** Stated goal **
Below is a listing; reproduce each line of it exactly.

** Record list **
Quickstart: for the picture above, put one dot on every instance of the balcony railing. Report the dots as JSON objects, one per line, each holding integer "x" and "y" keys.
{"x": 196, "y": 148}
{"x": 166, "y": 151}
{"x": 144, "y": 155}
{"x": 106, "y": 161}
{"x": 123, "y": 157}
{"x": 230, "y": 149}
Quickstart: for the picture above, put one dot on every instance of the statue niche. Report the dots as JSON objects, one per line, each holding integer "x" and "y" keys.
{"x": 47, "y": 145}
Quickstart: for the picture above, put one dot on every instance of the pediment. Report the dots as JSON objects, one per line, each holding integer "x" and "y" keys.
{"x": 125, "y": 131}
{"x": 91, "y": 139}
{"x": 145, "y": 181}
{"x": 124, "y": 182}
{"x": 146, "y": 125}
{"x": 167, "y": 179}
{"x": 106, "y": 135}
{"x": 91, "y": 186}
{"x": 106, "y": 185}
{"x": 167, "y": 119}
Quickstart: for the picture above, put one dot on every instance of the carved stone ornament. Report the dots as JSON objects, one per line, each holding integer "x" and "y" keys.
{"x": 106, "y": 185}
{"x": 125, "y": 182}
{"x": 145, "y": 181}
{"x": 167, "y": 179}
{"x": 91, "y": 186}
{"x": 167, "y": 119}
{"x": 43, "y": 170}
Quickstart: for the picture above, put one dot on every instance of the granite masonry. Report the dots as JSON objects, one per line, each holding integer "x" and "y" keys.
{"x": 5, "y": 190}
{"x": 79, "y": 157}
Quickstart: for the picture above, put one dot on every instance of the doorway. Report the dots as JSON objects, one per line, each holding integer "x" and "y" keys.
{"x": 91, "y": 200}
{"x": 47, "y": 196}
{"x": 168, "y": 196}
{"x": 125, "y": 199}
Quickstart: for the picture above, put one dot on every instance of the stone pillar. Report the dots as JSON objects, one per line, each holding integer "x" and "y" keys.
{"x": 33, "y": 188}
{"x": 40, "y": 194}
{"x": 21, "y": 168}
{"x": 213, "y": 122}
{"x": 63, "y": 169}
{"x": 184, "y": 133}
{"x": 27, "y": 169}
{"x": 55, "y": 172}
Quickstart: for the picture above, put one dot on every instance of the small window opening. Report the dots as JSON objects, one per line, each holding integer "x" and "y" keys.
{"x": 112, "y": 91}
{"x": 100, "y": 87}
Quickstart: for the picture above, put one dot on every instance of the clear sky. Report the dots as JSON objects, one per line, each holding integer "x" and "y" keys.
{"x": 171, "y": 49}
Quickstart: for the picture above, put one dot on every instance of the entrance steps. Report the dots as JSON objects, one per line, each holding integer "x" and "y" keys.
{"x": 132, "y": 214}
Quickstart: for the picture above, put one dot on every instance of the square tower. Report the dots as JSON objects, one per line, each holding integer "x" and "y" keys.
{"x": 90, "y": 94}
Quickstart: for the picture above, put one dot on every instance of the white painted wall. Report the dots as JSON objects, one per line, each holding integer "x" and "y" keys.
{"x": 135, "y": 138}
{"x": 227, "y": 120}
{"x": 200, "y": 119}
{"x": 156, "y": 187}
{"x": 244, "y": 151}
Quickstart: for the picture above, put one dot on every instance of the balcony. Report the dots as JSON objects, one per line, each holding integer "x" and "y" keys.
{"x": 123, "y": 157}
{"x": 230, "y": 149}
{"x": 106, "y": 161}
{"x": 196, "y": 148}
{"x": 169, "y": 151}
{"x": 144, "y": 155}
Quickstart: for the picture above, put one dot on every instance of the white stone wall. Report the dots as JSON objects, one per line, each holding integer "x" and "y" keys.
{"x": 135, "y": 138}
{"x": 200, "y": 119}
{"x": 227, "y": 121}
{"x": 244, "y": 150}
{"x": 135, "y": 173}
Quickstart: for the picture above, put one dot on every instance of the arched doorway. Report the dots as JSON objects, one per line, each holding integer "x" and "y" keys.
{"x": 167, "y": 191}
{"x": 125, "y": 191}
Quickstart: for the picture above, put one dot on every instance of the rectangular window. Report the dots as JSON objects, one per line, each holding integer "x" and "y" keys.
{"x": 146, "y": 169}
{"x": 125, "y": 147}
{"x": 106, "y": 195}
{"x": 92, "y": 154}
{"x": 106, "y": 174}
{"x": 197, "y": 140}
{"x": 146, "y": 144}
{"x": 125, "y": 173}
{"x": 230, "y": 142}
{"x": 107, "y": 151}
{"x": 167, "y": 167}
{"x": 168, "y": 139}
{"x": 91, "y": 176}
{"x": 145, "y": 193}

** Result of the exercise **
Quickstart: for the picture above, put one dot on every instance of the balcony railing. Report the dots as JSON objects, one per line, each holding integer "x" and "y" keys.
{"x": 196, "y": 148}
{"x": 166, "y": 151}
{"x": 144, "y": 155}
{"x": 106, "y": 161}
{"x": 123, "y": 157}
{"x": 230, "y": 149}
Quickstart: for the picture above, put one dot on every instance of the statue niche. Report the dots as JSON objects, one per line, each holding integer "x" and "y" keys.
{"x": 47, "y": 145}
Quickstart: for the picture above, put one dot on every instance of the pediment. Report the dots as JSON objects, one per line, each holding integer "x" and "y" keys.
{"x": 125, "y": 131}
{"x": 91, "y": 139}
{"x": 145, "y": 181}
{"x": 124, "y": 182}
{"x": 146, "y": 125}
{"x": 167, "y": 179}
{"x": 106, "y": 135}
{"x": 91, "y": 186}
{"x": 106, "y": 185}
{"x": 167, "y": 119}
Quickstart: for the picture above, put one dot on every instance of the carved stone ornament. Report the dots as JSON objects, one per line, each holding integer "x" and "y" keys.
{"x": 106, "y": 185}
{"x": 125, "y": 182}
{"x": 145, "y": 181}
{"x": 167, "y": 179}
{"x": 91, "y": 186}
{"x": 167, "y": 119}
{"x": 43, "y": 170}
Quickstart: for the picture above, put one dot on every instance of the granite masonry. Report the dots as JSON objects, one per line, each holding integer "x" and "y" keys.
{"x": 5, "y": 190}
{"x": 79, "y": 157}
Quickstart: for the picture above, put one dot on every instance of the doorway. Report the dots as JSON objects, one per line, each holding integer "x" and "y" keys.
{"x": 91, "y": 200}
{"x": 47, "y": 196}
{"x": 168, "y": 196}
{"x": 125, "y": 199}
Quickstart: for the picture above, put one dot on every instance of the stone pillar. Report the dots as JSON objects, one per line, each holding integer "x" and "y" keys.
{"x": 33, "y": 188}
{"x": 40, "y": 194}
{"x": 21, "y": 168}
{"x": 213, "y": 122}
{"x": 63, "y": 169}
{"x": 184, "y": 133}
{"x": 27, "y": 169}
{"x": 55, "y": 172}
Quickstart: for the picture above, put one dot on every instance of the small window opening. Report the dots as JSON objects, one per line, each holding integer "x" and "y" keys.
{"x": 112, "y": 91}
{"x": 100, "y": 87}
Quickstart: for the picture above, put one dot on every instance of the clear sky. Report the dots as JSON objects, one per line, each holding integer "x" and "y" keys.
{"x": 171, "y": 49}
Quickstart: for the picture above, put one dot on every instance of the entrance steps. Report the dots as JSON objects, one per line, each holding integer "x" and "y" keys.
{"x": 132, "y": 214}
Quickstart: for the picture above, put one dot on every instance of the square tower. Report the dots as JSON objects, one per line, each holding integer "x" and "y" keys.
{"x": 90, "y": 94}
Quickstart: for the picture above, put one dot on every instance of the white painted wall. Report the dots as JSON objects, one per line, each holding integer "x" and "y" keys.
{"x": 135, "y": 138}
{"x": 227, "y": 120}
{"x": 200, "y": 119}
{"x": 156, "y": 187}
{"x": 244, "y": 151}
Quickstart: for the picture above, put one dot on every instance of the balcony. Report the dots as JSON objects, one per line, each holding integer "x" and "y" keys.
{"x": 123, "y": 157}
{"x": 230, "y": 149}
{"x": 106, "y": 161}
{"x": 196, "y": 148}
{"x": 169, "y": 151}
{"x": 144, "y": 155}
Quickstart: for the picture above, put one dot on every instance of the white stone wall. Report the dots as JSON objects, one per line, each holding integer "x" and "y" keys.
{"x": 135, "y": 138}
{"x": 200, "y": 119}
{"x": 227, "y": 121}
{"x": 244, "y": 150}
{"x": 135, "y": 173}
Quickstart: for the picture above, put one dot on every instance of the arched doorway. Report the dots as JSON objects, one per line, each holding integer "x" and "y" keys.
{"x": 167, "y": 191}
{"x": 125, "y": 191}
Quickstart: for the picture above, put one dot on every instance of the rectangular window. Report the dots as JSON objects, one per line, each holding integer "x" and "y" keys.
{"x": 146, "y": 169}
{"x": 125, "y": 147}
{"x": 106, "y": 195}
{"x": 92, "y": 154}
{"x": 106, "y": 174}
{"x": 197, "y": 140}
{"x": 146, "y": 144}
{"x": 125, "y": 173}
{"x": 230, "y": 142}
{"x": 107, "y": 151}
{"x": 167, "y": 167}
{"x": 168, "y": 139}
{"x": 91, "y": 176}
{"x": 145, "y": 193}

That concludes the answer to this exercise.